TEXT PROVIDED:
BEGIN
The first-ever virtual exhibition created by the Fairfield University Art Museum has recently opened, featuring almost forty works by New York artist Howard Skrill.
This exhibition, Howard Skrill: Monumental Follies, explores the impact of public monuments, their creation, removals and their absences. Speaking about the exhibition, the Museums executive director Carey Weber said, The timeliness and relevance of this exhibition, in relation to the ongoing social unrest, was unanticipated. We stand in solidarity with everyone who condemns violence and racism, and hope that the Museum can be a space for difficult conversation around these issues of social and racial justice.
In his drawings and paintings, Skrill documents figurative public statuary, surveys their destruction or relocation, and explores the fractured nature of personal and public memory, as well as the contemporary reaction to and protests of these historical works. Many of his works were painted en plein air (open air), recording not just the monuments, but the constant changes of light and color encountered around them out-of-doors. After the Unite the Right Rally in Charlottesville (August 2017) when protests against monuments and removals started proliferating, Skrill chose to record the important events, even when he could not paint them on site.
The exhibition was created using Kunstmatrix, a unique tool that helps to create virtual 3-D exhibitions for the digital presentation of artworks. The viewer can choose to explore the exhibition one work at a time in any order they want, or take a guided tour. Additional features include information tabs with wall label text for each object. An audio tour with clips for select paintings, created and narrated by Skrill, is also available on the Museum website.
According to Weber, this first-ever online exhibition is a response to the current social isolation due to the pandemic. While it is disappointing that the works cannot be viewed in-person in the galleries, this virtual presentation will make these important works accessible to a much larger digital audience, said Weber. Anyone, anywhere, will be able to go online and tour the exhibition, enlarge the works to look closely, and enjoy related commentary through the Current Exhibitions tab of our museums website.
Skrill (b. 1962) is an artist and art professor at St. Francis College, Brooklyn, NY and Essex College in Newark, NJ. He has exhibited extensively throughout New England, and his pictorial essays and other works have appeared in publications worldwide.
END
TASK:
Translate this sentence from the text about the virtual Howard Skrill exhibition into Spanish: "The viewer can choose to explore the exhibition one work at a time in any order they want, or take a guided tour."

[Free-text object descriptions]
BEGIN
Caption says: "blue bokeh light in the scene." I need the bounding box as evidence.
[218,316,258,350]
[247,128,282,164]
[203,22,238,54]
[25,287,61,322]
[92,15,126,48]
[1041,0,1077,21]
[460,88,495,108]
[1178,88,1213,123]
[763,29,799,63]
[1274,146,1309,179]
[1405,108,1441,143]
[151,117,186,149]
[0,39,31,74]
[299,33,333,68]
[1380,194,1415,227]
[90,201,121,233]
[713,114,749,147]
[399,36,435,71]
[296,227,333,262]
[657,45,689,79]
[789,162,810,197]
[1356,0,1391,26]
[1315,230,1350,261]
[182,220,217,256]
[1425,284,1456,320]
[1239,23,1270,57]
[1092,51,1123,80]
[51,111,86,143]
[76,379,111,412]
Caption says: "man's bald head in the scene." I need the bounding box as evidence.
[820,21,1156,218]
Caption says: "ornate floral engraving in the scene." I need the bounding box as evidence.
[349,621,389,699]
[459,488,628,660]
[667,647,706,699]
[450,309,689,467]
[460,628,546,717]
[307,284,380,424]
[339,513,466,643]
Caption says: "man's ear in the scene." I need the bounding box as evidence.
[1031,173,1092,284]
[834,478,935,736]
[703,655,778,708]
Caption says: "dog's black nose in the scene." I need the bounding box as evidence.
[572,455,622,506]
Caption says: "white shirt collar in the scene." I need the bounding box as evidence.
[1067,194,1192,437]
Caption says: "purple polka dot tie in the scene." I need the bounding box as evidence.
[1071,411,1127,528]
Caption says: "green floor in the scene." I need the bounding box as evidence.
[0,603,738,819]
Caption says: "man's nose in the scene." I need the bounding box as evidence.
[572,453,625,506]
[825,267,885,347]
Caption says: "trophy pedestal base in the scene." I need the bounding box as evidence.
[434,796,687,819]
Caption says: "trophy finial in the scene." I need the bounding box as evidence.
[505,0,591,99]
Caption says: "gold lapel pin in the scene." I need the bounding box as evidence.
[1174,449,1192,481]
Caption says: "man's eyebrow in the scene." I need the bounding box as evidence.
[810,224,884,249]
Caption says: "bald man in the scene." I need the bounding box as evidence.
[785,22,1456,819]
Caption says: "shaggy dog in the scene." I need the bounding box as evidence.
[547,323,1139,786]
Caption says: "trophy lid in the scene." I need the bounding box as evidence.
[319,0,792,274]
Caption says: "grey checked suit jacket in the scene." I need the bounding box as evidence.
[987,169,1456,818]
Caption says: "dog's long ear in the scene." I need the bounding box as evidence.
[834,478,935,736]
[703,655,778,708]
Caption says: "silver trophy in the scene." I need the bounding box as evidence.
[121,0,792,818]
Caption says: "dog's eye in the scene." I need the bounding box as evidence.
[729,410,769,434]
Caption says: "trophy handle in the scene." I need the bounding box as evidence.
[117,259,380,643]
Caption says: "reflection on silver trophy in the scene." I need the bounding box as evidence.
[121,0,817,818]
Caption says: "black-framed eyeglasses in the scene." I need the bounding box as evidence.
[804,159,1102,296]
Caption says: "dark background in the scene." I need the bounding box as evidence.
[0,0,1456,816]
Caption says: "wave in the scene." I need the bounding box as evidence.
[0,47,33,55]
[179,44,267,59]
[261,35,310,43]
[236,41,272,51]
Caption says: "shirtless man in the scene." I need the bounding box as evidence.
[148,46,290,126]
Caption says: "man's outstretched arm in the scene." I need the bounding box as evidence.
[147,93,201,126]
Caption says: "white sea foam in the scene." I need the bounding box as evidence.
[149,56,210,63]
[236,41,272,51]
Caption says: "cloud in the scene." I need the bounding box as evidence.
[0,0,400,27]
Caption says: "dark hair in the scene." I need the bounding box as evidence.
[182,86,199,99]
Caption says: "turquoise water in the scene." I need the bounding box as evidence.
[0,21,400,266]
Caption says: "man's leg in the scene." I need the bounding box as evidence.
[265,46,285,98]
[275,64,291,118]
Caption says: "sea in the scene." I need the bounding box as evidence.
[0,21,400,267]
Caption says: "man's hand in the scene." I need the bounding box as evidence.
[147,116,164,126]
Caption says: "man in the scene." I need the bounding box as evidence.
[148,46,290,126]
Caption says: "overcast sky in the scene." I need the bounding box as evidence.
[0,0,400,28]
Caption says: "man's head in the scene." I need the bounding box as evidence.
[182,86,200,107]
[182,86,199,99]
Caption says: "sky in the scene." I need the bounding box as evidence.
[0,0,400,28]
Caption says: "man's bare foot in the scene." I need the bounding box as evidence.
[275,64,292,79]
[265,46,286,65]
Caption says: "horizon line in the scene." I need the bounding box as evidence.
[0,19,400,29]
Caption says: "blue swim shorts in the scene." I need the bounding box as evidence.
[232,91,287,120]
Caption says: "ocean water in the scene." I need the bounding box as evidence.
END
RESULT FOR THIS TASK:
El espectador puede optar por recorrer la exposición obra por obra, en el orden que desee, o hacer una visita guiada.